[Rows of box annotation data]

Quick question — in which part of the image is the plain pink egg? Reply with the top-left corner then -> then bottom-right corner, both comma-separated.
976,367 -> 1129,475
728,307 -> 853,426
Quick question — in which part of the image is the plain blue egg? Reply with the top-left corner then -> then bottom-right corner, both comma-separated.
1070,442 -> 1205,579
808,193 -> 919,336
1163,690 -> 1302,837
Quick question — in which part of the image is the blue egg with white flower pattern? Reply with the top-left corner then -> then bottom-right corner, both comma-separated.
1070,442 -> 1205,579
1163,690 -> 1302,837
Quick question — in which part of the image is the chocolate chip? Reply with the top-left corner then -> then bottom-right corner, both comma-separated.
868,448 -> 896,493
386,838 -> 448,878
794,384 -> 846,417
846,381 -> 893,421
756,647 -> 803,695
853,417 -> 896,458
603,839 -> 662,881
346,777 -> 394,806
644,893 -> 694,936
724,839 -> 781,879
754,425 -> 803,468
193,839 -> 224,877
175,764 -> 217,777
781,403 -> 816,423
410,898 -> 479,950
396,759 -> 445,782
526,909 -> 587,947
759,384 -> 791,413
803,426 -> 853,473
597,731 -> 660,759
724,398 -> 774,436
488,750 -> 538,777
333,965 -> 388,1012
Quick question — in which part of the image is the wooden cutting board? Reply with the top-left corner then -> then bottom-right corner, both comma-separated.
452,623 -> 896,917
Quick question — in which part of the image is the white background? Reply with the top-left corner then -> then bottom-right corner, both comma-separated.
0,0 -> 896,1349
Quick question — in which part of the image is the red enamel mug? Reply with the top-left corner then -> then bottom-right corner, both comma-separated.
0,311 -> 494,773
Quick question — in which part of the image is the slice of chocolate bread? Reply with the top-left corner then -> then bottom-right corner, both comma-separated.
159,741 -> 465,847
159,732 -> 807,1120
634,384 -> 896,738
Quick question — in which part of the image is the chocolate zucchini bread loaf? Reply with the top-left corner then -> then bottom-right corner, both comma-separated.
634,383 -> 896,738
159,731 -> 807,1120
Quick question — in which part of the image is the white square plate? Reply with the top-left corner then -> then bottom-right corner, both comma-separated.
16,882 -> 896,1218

# Exercise objective
Extract the closing run of lines, starting with the one containing "the chocolate chip?" and ending at the last, exactly as written.

# Task response
Quick question — in which part of the image is the chocolate chip? Reply with the top-left corner then -> then bottom-right corner, both comma-separated.
868,448 -> 896,493
386,838 -> 448,878
794,384 -> 846,417
846,381 -> 893,421
756,647 -> 803,695
853,417 -> 896,458
603,839 -> 662,881
346,777 -> 394,806
644,893 -> 694,936
724,839 -> 781,879
754,425 -> 803,468
193,839 -> 224,877
175,764 -> 217,777
781,403 -> 816,423
410,898 -> 479,950
396,759 -> 445,782
526,909 -> 587,947
759,384 -> 791,413
803,426 -> 853,473
597,731 -> 660,759
724,398 -> 774,436
488,750 -> 538,777
333,965 -> 388,1012
Quick question — in which part of the image is the wooden cutting board? Reply with the top-left corner then -> then bottom-right corner, both comma-separated.
452,623 -> 896,917
Quick question — in which part of the image is the white background? Reply with the top-left corner then -> then bottom-right corner, both comma-separated.
0,0 -> 896,1349
Quick question — in which part of the image is the red enamel mug? Reply with the top-left corner then -> then bottom-right corner, both comma-separated.
0,311 -> 494,773
Quick question — in which part of the image is the slice of chocolate bread? Reply with the top-left corner then -> then bottom-right corner, both comma-separated.
159,741 -> 465,847
159,732 -> 807,1120
634,384 -> 896,738
Quick question — in which part of the image is the chocolate zucchini bread loaf? Reply with the top-left corner then -> then bottom-right corner, both comma-separated.
634,383 -> 896,738
159,731 -> 807,1120
Quick question — in which part of the image is the white square plate? Reply with the top-left corner then -> then bottom-right corner, both comma-separated.
16,882 -> 896,1218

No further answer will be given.